**SELECTION:**
□ □ □

Illinois DtC Bill Could Add Rules on Using TPPs

On May 31st, the Illinois Senate voted in favor of SB 2989, sending the bill onto Governor Bruce Rauner for his signature. If approved, SB 2989 will amend Illinois’s existing direct-to-consumer (DtC) shipping laws, adding several new compliance rules for wineries using third-party fulfillment centers.

Primarily, SB 2989 will require new and renewing applicants for a Winery Shipper’s license to register all addresses from which the applicant intends to ship wine, including the name(s) and address(es) of any third-parties authorized by the winery to ship wine on their behalf to IL consumers, except for common carriers, like FedEx and UPS.

This means that if you use a fulfillment center to store and ship your wine, you will have to list its name and business address on your new or renewal application. Further, you will need to provide a copy of the appointment letter authorizing the third-party to ship your wine (essentially some indication that both you, as the winery, and they, as the fulfillment house, have agreed to that arrangement).

The ILCC will be authorized to deny approval of any third-party provider who has violated Illinois’s DtC rules in the past. This rule follows other changes which increase the penalties for violating DtC rules, including felony charges for repeat offenders.

Third-party fulfillment centers appointed by a Winery Shipper’s license holder to act on its behalf will be required to file an annual report with the Liquor Control Commission (ILCC) indicating every shipment they have made to Illinois residents.

□ □ □

Saved data entries:

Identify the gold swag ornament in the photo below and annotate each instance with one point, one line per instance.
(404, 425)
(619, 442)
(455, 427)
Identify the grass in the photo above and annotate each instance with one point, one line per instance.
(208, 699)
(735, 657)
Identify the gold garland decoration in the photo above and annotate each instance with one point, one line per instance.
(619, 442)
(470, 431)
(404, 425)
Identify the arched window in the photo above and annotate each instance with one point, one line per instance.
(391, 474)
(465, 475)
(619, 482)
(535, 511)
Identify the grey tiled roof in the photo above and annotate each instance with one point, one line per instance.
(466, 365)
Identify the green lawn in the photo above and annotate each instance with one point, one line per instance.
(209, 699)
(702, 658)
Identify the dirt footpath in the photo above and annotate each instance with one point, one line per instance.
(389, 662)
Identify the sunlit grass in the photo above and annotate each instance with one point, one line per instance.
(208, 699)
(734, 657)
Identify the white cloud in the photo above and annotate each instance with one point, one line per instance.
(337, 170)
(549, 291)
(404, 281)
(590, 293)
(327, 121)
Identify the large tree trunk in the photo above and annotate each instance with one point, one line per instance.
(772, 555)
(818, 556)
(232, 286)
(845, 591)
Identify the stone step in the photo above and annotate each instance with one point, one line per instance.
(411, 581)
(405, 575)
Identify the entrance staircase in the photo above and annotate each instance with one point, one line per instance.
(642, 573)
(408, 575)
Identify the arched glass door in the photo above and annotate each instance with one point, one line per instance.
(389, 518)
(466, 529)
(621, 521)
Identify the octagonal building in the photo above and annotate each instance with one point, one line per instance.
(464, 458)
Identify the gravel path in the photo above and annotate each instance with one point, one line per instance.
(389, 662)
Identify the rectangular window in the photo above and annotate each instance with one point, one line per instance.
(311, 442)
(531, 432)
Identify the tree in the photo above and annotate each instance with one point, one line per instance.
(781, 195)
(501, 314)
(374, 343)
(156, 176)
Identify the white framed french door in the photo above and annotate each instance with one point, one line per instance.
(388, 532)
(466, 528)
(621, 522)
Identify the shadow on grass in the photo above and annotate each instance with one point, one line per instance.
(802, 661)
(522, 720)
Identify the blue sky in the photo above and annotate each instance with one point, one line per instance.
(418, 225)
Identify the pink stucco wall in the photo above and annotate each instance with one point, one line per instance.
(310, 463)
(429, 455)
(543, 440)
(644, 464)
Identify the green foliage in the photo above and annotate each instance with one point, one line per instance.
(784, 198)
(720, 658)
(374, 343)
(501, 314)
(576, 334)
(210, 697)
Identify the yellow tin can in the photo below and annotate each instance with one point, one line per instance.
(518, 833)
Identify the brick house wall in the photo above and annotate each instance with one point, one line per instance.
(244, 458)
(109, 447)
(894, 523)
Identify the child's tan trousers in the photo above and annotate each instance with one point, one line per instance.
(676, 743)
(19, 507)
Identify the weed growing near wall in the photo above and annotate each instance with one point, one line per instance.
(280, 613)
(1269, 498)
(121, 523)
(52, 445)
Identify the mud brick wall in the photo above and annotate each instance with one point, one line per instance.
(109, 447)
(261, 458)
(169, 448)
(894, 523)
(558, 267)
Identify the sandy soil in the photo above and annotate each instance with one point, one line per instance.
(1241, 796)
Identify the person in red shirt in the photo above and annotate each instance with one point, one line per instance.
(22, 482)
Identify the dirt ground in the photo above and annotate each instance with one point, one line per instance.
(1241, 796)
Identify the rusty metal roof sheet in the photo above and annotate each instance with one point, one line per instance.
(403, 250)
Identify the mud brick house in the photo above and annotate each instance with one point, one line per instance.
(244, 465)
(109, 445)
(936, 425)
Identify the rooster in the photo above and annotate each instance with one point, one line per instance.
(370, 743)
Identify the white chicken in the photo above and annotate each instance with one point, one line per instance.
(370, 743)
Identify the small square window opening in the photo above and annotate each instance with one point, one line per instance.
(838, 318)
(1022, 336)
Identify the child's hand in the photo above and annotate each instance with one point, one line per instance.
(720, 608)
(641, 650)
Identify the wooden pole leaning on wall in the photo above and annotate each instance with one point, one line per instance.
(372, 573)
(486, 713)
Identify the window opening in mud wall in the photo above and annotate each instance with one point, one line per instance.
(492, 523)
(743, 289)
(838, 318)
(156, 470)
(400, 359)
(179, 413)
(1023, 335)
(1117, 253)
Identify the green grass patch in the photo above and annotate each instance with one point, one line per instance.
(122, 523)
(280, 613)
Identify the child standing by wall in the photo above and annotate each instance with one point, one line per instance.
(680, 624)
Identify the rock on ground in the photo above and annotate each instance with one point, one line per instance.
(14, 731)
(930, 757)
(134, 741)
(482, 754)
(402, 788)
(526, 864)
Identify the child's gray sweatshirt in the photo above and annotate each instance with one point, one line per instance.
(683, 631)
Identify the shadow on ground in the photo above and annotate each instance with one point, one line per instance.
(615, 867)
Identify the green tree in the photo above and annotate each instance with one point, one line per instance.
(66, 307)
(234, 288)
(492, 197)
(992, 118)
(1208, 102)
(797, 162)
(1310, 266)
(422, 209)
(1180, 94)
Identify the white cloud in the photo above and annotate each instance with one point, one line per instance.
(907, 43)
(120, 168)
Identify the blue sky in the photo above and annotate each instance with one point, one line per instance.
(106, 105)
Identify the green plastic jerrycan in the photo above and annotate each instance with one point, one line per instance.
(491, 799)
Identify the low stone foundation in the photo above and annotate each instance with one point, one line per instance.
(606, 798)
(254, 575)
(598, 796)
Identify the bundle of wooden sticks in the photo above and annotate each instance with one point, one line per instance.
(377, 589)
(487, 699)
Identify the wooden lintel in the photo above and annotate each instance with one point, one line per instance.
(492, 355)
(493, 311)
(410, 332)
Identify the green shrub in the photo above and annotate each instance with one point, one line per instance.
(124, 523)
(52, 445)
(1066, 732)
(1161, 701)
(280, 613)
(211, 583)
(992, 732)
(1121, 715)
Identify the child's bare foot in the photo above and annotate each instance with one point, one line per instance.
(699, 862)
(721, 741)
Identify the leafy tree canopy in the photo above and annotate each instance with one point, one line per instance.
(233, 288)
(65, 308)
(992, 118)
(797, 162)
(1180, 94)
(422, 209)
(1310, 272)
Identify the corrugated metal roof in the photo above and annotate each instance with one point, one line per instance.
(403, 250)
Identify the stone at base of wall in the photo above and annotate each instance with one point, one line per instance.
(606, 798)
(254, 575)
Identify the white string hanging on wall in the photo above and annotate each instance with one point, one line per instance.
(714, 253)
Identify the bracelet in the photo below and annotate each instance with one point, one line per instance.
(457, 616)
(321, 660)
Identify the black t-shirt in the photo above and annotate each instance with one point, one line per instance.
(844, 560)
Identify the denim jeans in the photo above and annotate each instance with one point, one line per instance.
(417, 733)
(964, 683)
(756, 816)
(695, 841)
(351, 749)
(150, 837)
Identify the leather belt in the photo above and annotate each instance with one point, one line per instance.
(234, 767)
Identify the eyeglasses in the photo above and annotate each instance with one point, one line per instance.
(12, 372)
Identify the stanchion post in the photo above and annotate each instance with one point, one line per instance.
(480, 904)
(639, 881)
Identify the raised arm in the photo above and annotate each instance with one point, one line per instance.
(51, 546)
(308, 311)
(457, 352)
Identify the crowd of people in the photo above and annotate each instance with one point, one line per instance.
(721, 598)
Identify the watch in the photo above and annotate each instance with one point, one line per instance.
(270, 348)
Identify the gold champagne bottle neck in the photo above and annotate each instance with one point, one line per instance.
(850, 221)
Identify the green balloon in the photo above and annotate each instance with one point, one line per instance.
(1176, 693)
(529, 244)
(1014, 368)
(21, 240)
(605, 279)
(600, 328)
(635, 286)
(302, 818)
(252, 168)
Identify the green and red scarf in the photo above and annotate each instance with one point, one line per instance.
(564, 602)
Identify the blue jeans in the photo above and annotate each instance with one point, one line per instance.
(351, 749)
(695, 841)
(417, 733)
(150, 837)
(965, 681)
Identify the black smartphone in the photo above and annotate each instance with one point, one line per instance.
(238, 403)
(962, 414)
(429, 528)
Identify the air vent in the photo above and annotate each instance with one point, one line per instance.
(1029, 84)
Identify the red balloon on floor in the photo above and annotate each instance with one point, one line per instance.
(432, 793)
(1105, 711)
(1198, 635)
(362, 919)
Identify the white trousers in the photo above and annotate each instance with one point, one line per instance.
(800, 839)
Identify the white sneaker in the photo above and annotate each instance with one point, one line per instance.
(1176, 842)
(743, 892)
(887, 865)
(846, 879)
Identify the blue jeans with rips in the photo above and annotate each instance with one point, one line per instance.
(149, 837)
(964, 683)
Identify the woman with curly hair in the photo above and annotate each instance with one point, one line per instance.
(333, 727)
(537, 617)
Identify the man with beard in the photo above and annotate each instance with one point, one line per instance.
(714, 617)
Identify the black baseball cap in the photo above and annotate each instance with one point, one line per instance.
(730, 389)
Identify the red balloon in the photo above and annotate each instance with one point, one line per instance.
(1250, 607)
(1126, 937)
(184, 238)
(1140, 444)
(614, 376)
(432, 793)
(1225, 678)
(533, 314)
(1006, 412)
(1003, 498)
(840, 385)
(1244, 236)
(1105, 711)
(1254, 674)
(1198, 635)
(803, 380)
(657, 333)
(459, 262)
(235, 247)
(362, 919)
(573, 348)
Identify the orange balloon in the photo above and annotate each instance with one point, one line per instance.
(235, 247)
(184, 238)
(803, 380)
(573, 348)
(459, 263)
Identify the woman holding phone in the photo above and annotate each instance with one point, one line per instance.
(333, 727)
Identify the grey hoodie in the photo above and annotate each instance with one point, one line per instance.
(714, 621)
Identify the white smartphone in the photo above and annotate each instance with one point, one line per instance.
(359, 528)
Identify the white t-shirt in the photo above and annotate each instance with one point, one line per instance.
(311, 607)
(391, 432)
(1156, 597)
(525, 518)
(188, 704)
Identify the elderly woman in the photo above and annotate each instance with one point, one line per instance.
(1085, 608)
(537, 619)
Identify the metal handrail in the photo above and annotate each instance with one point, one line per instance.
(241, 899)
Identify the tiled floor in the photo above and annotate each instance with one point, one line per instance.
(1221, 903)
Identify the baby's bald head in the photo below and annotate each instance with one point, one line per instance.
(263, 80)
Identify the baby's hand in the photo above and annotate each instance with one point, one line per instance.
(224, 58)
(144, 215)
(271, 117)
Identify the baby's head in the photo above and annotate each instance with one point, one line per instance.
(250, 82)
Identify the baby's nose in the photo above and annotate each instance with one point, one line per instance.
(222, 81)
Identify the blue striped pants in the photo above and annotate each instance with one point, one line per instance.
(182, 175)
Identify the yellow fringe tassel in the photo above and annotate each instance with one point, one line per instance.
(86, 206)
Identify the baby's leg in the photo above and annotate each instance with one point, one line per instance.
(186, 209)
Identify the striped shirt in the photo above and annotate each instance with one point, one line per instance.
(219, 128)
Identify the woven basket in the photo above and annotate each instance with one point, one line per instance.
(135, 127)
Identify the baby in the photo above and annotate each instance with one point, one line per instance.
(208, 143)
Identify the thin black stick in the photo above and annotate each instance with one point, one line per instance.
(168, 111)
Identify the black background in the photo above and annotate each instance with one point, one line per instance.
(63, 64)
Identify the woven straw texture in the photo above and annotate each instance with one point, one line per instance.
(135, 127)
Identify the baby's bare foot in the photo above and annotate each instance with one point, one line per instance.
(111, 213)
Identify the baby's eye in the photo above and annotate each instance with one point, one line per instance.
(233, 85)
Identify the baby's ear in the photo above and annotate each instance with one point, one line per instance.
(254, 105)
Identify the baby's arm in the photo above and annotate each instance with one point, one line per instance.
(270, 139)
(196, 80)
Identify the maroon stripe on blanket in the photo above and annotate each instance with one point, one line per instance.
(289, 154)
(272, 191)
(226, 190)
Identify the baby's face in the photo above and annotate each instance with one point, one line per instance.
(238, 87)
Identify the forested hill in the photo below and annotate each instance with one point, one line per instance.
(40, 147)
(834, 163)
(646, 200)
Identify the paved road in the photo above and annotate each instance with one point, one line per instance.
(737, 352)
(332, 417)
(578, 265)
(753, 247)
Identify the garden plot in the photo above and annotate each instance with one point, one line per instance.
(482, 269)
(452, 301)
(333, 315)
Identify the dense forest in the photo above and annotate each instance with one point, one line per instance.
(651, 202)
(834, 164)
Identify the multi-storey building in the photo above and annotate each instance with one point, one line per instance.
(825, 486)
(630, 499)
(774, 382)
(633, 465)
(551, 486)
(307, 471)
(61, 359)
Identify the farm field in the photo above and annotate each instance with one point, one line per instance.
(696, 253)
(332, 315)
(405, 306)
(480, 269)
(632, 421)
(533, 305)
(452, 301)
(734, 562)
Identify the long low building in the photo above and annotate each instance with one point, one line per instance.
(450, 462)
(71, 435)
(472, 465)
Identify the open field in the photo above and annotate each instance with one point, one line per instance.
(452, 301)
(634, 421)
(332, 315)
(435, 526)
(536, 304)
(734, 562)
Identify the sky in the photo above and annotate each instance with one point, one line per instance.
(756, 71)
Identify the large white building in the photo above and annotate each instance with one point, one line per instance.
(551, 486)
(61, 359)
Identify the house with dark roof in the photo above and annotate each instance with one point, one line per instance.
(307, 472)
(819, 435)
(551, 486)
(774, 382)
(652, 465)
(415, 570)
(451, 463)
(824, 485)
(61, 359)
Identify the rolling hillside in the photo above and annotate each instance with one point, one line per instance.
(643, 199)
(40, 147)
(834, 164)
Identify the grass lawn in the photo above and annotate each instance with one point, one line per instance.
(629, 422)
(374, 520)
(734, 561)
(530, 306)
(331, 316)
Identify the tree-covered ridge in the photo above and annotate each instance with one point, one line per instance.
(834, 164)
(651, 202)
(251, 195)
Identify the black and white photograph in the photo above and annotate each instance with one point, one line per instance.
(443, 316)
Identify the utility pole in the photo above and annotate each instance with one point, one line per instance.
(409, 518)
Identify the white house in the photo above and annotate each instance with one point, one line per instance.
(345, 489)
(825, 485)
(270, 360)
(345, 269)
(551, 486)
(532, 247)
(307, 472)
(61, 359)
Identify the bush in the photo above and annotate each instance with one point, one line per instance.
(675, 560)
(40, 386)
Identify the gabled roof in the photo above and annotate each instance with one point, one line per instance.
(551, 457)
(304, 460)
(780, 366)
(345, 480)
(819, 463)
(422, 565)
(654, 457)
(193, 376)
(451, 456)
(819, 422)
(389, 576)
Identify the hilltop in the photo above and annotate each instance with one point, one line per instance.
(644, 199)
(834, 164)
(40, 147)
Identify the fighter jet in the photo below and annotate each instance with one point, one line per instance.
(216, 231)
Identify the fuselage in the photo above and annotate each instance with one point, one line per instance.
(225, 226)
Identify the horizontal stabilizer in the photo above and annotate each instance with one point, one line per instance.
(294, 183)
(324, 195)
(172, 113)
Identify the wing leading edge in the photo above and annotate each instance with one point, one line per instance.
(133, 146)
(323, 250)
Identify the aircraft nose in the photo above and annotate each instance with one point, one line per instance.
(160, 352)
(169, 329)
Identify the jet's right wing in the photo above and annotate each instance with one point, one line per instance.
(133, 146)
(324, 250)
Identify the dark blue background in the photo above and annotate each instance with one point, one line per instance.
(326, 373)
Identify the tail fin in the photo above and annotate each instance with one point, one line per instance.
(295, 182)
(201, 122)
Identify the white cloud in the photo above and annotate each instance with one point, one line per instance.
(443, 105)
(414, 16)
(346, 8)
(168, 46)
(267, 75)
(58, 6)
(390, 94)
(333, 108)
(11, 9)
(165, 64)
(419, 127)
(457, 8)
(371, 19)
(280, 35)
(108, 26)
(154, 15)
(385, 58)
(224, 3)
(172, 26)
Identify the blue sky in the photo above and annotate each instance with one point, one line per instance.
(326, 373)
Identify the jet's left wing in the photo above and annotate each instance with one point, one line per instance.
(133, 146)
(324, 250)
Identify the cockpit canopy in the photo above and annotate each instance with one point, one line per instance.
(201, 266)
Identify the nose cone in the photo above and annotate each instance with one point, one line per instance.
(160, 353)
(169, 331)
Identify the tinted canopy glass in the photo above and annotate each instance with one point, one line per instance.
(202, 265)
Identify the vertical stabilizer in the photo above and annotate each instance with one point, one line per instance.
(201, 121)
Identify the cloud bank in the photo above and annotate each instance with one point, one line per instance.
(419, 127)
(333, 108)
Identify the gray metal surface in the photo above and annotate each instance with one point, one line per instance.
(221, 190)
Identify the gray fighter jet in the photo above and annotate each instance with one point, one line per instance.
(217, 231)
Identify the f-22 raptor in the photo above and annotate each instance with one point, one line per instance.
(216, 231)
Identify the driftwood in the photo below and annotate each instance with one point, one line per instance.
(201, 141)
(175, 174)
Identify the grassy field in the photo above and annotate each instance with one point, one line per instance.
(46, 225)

□ □ □

**WRITTEN EXERCISE 1:**
In the article on SB 2989, on what date did the Illinois Senate vote in favor of the bill?
**WRITTEN EXERCISE 2:**
Reproduce the article on SB 2989 from "Primarily, SB 2989" up to and including "FedEx and UPS.".
These entries have no connection to the article on SB 2989.

**OUTPUT 1:**
May 31st.

**OUTPUT 2:**
Primarily, SB 2989 will require new and renewing applicants for a Winery Shipper’s license to register all addresses from which the applicant intends to ship wine, including the name(s) and address(es) of any third-parties authorized by the winery to ship wine on their behalf to IL consumers, except for common carriers, like FedEx and UPS.